Scan the entries below and give the number of lines containing "white", with no accompanying words.

Stored dataset items:
- - - -

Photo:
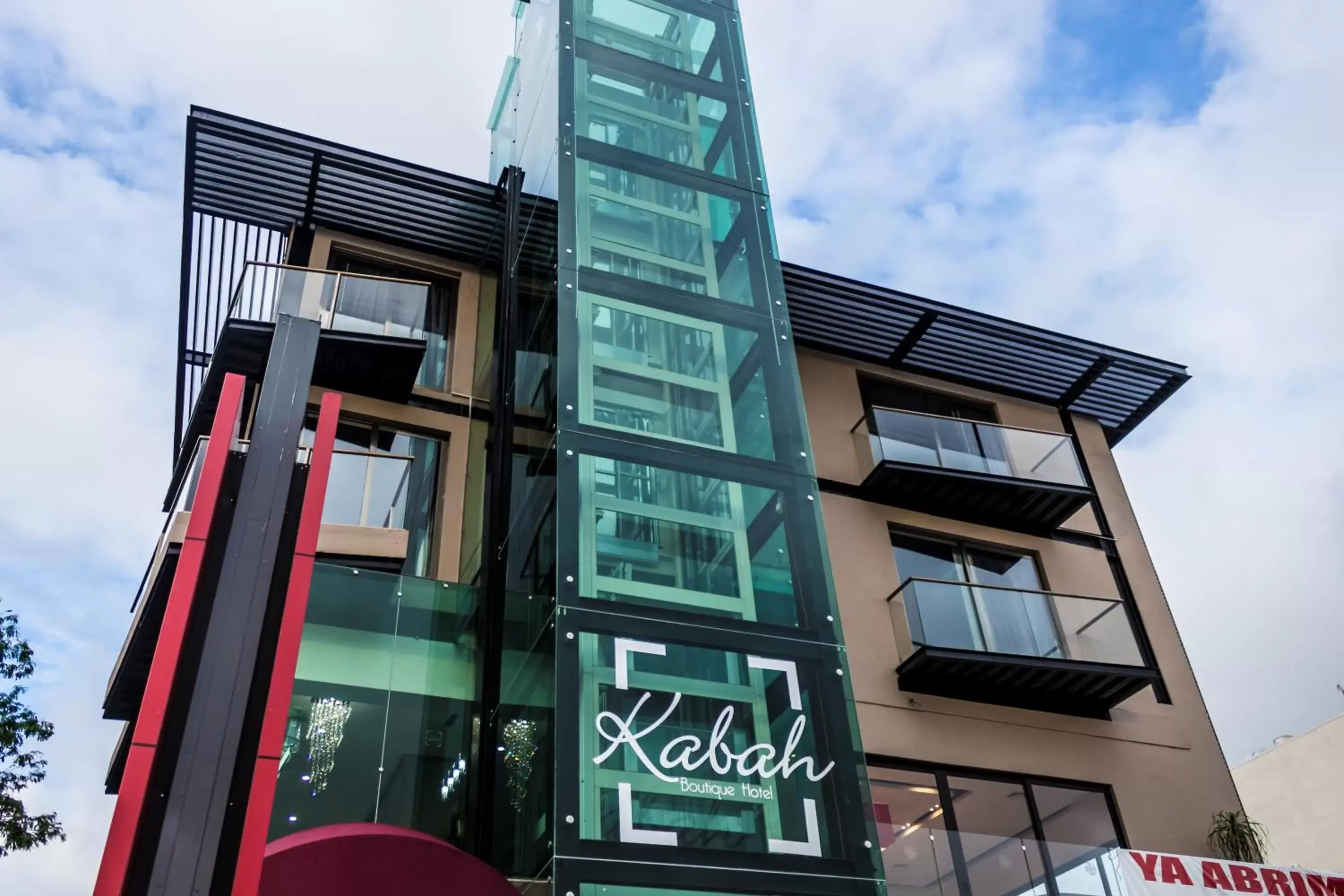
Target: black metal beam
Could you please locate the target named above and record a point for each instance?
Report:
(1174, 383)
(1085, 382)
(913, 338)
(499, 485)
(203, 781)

- - - -

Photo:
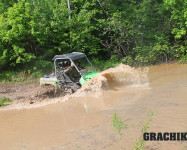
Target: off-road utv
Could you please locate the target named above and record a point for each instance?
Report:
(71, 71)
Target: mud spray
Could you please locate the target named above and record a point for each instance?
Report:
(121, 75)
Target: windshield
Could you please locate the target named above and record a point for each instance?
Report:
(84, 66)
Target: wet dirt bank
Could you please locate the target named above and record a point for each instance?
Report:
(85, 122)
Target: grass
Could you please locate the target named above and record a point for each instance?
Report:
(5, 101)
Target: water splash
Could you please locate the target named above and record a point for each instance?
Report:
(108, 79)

- - - -

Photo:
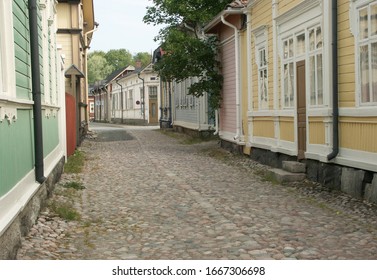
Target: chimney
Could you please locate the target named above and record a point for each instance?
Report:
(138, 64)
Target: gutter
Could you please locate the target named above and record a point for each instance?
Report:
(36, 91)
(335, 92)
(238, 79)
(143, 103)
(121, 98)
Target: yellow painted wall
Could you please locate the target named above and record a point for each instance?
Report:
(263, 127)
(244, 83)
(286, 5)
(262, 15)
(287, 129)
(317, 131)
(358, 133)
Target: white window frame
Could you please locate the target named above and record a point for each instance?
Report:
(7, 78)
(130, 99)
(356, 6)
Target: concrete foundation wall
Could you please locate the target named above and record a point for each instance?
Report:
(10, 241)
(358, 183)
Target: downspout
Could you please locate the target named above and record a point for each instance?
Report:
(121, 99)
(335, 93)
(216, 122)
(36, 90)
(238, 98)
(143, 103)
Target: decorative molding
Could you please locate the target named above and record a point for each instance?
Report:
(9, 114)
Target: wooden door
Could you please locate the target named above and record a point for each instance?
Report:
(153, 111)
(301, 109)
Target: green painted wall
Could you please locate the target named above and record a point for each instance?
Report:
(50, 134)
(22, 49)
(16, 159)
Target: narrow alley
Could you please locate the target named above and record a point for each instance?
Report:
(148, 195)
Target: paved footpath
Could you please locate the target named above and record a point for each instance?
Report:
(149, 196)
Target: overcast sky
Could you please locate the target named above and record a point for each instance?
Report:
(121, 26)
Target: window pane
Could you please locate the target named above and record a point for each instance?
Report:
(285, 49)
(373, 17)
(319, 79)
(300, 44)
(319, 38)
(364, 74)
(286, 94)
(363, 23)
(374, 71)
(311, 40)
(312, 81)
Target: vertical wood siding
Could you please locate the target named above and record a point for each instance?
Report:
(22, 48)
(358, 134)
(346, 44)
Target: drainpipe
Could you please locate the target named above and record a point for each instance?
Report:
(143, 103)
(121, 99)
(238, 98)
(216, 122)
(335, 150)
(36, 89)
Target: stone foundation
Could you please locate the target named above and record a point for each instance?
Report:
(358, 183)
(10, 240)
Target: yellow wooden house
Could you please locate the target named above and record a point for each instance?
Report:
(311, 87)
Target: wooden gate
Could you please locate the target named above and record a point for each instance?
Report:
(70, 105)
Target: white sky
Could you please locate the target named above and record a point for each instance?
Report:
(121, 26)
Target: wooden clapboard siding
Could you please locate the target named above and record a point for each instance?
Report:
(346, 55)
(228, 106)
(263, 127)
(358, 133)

- - - -

_The completed task_. 2